[Point-per-instance localization data]
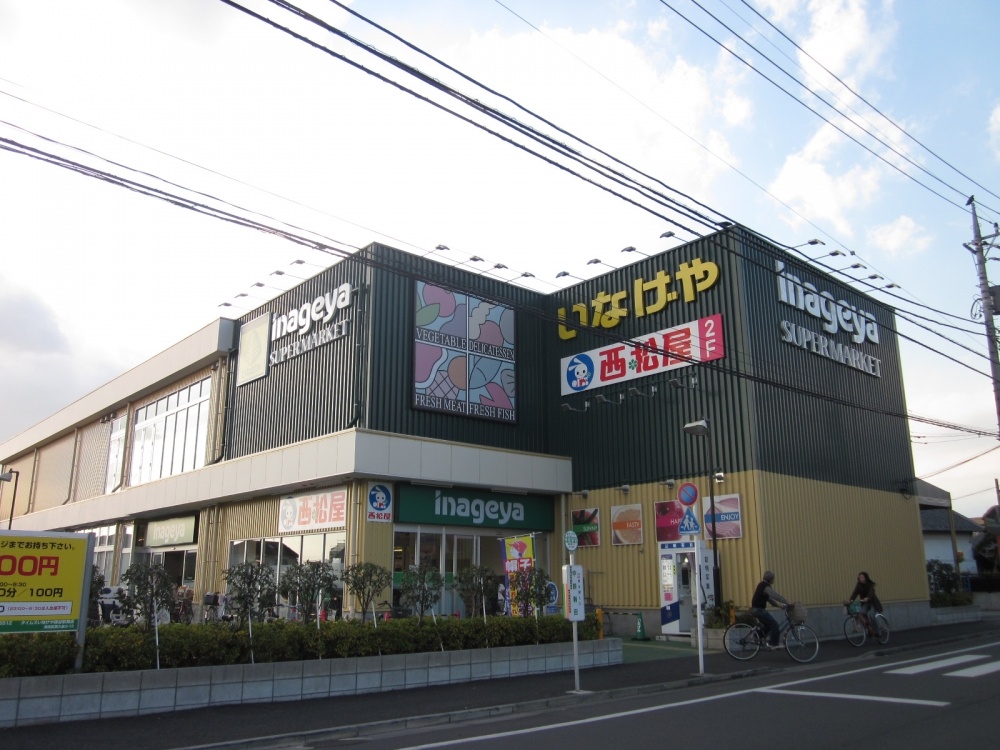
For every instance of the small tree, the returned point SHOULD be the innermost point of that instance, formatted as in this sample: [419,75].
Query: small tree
[421,588]
[477,584]
[96,584]
[303,582]
[251,589]
[527,590]
[366,581]
[147,590]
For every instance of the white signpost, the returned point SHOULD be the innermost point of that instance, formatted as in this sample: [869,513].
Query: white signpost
[575,603]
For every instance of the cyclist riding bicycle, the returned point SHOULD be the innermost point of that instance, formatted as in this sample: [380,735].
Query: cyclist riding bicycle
[762,595]
[870,604]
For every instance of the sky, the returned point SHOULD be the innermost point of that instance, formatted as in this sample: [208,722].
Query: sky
[200,100]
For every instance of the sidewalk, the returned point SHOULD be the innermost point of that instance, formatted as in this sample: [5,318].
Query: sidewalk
[648,666]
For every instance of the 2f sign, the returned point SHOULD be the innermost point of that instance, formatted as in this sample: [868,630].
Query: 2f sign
[573,589]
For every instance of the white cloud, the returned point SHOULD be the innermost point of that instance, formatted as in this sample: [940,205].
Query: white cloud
[901,238]
[806,183]
[736,109]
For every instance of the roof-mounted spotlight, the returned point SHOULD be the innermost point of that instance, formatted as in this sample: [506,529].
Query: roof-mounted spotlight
[602,399]
[688,383]
[631,249]
[633,391]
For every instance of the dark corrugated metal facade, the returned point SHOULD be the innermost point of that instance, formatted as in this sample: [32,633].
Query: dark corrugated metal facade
[819,437]
[757,398]
[308,395]
[641,439]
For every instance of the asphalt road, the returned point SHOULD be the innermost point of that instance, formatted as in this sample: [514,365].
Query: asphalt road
[935,698]
[652,670]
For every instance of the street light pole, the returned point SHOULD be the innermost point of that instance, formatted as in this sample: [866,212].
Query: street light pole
[701,429]
[11,474]
[716,574]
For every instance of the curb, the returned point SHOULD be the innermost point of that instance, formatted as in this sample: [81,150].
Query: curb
[297,739]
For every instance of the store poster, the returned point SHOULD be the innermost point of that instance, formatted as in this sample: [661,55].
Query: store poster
[668,515]
[728,517]
[626,524]
[587,526]
[518,557]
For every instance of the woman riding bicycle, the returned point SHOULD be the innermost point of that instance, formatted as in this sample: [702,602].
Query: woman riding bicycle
[865,590]
[763,594]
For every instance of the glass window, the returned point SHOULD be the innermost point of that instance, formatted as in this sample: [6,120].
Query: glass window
[202,438]
[168,444]
[179,437]
[190,564]
[237,553]
[156,464]
[190,443]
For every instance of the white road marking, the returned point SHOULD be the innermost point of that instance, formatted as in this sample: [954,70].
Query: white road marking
[976,671]
[854,697]
[679,704]
[939,664]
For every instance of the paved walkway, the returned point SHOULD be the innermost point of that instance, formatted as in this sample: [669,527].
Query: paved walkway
[649,666]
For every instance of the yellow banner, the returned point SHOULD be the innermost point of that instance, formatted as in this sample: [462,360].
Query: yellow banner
[41,581]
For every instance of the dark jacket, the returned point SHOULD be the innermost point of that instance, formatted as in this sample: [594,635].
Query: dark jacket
[866,591]
[763,594]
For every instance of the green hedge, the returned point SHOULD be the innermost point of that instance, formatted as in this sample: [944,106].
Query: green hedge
[113,649]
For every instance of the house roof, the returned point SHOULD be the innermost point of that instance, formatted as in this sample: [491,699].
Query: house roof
[936,519]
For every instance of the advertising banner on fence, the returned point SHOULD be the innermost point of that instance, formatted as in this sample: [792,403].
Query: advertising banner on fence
[42,578]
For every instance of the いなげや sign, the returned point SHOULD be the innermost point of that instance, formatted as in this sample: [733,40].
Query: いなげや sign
[42,581]
[313,512]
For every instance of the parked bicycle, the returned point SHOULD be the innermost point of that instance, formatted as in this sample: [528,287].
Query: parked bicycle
[858,627]
[742,640]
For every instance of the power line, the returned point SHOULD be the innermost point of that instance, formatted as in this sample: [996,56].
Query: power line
[886,117]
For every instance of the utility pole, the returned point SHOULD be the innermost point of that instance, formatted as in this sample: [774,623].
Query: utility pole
[976,248]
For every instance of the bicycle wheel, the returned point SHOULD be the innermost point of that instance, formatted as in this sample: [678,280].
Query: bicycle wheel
[854,631]
[801,643]
[741,641]
[881,629]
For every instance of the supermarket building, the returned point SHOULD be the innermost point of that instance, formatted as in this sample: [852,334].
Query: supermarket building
[395,410]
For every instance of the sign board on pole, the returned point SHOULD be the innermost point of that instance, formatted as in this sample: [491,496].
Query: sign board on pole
[688,494]
[42,578]
[573,589]
[571,540]
[689,524]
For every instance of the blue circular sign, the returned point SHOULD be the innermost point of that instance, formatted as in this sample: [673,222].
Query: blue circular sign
[580,372]
[688,494]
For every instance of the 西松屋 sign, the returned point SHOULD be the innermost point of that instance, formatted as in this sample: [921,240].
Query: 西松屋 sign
[313,511]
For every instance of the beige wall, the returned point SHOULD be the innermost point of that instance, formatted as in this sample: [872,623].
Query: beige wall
[55,472]
[815,536]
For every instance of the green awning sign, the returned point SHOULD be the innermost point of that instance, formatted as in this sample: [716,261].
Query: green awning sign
[468,507]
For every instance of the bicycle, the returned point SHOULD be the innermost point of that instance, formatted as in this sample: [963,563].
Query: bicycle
[858,626]
[742,641]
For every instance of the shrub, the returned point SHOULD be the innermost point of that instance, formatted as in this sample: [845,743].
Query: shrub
[27,654]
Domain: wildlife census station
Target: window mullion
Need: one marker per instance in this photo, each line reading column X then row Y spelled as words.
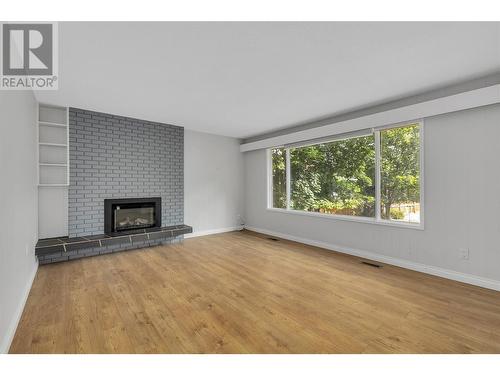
column 288, row 179
column 377, row 175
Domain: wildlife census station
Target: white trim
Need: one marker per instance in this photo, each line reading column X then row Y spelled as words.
column 419, row 267
column 359, row 219
column 269, row 166
column 213, row 231
column 377, row 219
column 11, row 331
column 288, row 178
column 466, row 100
column 377, row 176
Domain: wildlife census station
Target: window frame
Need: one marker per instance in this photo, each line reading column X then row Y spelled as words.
column 361, row 219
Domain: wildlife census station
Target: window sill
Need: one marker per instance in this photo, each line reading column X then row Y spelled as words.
column 364, row 220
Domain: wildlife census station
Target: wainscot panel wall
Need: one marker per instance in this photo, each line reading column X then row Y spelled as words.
column 462, row 182
column 119, row 157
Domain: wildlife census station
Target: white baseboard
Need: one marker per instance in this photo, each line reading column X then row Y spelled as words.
column 436, row 271
column 11, row 331
column 213, row 231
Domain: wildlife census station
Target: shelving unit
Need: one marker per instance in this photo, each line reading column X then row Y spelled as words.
column 53, row 171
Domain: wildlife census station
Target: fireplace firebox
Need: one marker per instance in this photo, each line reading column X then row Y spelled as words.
column 128, row 214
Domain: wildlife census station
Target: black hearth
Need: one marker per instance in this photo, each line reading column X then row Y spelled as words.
column 128, row 214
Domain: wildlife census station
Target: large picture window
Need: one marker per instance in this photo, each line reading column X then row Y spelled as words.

### Directions
Give the number of lines above containing the word "Target", with no other text.

### The completed task
10